Saturday 28 March 2020

Boris Johnson, record-breaker

The latest addition to my bookshelf is Gimson's Prime Ministers: Brief Lives from Walpole to May. It is very readable, includes all the best-known aphorisms associated with PMs (along with warnings about the most shaky attributions) and looks like being a handy quick reference in the future. Gimson does not pretend to great depth in his short portrayals, but even so I believe he could have given more weight to the social reforms of Attlee, Lloyd George and Churchill. Gimson clearly writes from a Tory perspective.

I am grateful for the information that it was Stanley Baldwin who coined the term "One Nation Conservatism", inspired by the Disraelian observation that Britain consisted of two nations. However, I continue to believe Anthony Sampson's assertion that Iain Macleod was the first politician to describe himself as a "One Nation Tory".

## Recorded data

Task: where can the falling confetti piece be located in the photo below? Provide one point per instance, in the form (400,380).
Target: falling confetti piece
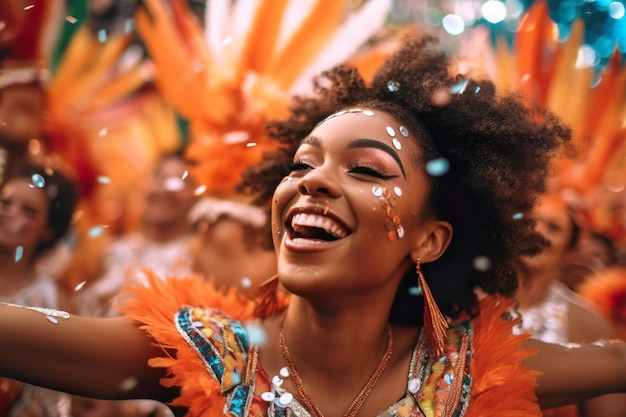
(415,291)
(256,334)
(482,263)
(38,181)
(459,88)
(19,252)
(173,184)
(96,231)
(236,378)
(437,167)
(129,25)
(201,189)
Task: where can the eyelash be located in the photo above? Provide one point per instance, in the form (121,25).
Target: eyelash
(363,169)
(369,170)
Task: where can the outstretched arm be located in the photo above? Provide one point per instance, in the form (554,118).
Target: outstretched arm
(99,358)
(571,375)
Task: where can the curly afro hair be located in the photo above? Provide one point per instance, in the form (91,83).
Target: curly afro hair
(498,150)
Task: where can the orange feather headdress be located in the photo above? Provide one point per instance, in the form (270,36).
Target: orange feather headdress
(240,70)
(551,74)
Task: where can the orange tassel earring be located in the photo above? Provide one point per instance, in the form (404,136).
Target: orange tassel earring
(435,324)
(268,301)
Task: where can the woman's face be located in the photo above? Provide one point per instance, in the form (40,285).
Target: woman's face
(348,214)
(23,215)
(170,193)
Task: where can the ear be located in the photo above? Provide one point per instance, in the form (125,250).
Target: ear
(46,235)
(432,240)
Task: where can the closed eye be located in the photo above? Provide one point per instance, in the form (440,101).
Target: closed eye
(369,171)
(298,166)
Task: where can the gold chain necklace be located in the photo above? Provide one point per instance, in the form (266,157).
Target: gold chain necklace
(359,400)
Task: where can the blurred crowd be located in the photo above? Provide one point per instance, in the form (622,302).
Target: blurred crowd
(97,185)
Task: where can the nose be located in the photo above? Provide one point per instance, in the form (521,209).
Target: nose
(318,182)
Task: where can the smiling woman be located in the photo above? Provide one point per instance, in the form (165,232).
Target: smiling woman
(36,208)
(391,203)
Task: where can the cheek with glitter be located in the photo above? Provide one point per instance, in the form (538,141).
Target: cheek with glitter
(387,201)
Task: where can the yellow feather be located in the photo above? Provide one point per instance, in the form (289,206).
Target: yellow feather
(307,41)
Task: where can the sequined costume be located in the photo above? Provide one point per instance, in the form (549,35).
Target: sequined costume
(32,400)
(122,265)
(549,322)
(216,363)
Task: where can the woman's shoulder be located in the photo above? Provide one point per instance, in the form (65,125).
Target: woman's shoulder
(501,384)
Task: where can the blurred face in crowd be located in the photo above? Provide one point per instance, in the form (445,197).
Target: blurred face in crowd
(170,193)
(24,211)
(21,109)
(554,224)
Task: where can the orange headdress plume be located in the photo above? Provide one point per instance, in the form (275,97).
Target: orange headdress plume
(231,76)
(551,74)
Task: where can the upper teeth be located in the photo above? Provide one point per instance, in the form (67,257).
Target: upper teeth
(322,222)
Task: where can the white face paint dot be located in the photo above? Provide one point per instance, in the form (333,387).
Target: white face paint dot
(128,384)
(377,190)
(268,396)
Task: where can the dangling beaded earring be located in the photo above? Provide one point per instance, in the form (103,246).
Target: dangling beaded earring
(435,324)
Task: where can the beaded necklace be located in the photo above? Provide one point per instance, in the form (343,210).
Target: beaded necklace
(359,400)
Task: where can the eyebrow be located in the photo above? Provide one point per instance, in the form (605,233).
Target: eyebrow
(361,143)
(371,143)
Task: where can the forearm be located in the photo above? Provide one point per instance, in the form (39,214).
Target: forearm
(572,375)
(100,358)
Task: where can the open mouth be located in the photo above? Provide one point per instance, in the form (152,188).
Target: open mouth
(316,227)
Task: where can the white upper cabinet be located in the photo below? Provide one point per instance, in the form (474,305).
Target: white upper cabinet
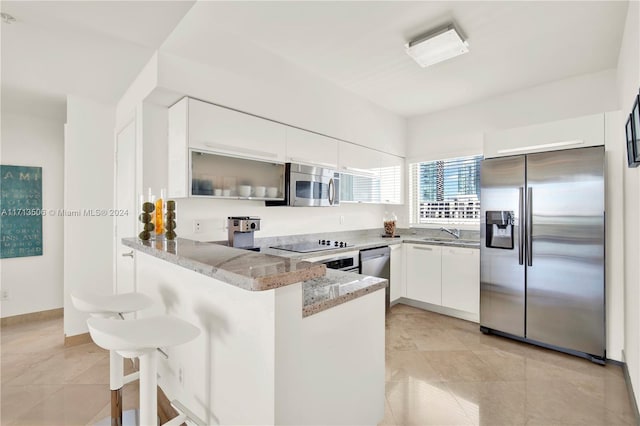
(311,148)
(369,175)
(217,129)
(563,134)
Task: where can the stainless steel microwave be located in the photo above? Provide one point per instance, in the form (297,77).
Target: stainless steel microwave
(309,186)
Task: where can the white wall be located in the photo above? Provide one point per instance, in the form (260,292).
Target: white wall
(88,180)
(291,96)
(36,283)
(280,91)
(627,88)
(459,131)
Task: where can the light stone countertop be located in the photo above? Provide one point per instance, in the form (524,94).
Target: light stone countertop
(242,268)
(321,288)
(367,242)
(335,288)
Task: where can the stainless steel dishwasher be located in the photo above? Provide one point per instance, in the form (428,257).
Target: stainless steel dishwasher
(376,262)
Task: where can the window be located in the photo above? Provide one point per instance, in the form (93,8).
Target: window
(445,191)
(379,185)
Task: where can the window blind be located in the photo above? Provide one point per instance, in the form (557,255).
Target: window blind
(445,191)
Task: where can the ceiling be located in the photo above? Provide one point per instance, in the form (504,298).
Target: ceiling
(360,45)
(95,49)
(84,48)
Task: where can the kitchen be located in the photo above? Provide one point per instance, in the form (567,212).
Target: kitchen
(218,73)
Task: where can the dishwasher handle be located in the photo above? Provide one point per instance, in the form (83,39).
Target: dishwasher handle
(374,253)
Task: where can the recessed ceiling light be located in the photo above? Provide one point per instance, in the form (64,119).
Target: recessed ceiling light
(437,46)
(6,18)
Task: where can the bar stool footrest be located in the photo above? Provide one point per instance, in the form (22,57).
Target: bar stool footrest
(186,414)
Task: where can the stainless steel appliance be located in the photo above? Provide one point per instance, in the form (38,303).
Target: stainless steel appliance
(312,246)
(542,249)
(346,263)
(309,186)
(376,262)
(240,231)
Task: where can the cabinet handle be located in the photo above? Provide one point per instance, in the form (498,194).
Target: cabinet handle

## What you need to do
A - In the piece on Gimson's Prime Ministers, who is credited with coining the term "One Nation Conservatism"?
B - Carry the piece on Gimson's Prime Ministers forward, starting after its final sentence.

## Numbered responses
A - Stanley Baldwin

B -
I agree with Gimson's praise of the Oxford Dictionary of National Biography (ODNB) but would correct him on one point: it is accessible online to the card-carrying public library user only if his or her local authority subscribes to the ODNB. Neath Port Talbot CBC, which rates public libraries below sporting facilities in its officer hierarchy, gave up subscribing many years ago, much to my annoyance.

Gimson would probably have regretted ending his survey with Mrs May who, in spite of the gloss of "strong and stable" leadership, was to fall within months of publication. In his introduction, Gimson asserts that "someone like Donald Trump could not get to 10 Downing Street". Boris Johnson (about whom Gimson has also written a book) has done just that. Johnson has broken two more records. The only other prime minister to have been born outside the UK was Bonar Law, and  until his occupancy, the only PM to have been divorced while in office was the Duke of Grafton who achieved this by Act of Parliament - the only legal means to end a consummated marriage in 1769. One trusts that a further record, that of Henry Campbell-Bannerman, the only PM to die in Downing Street (though he had already written a letter of resignation), will not be broken in spite of the news that broke on Thursday of Johnson's succumbing to a mild attack of Covid-19.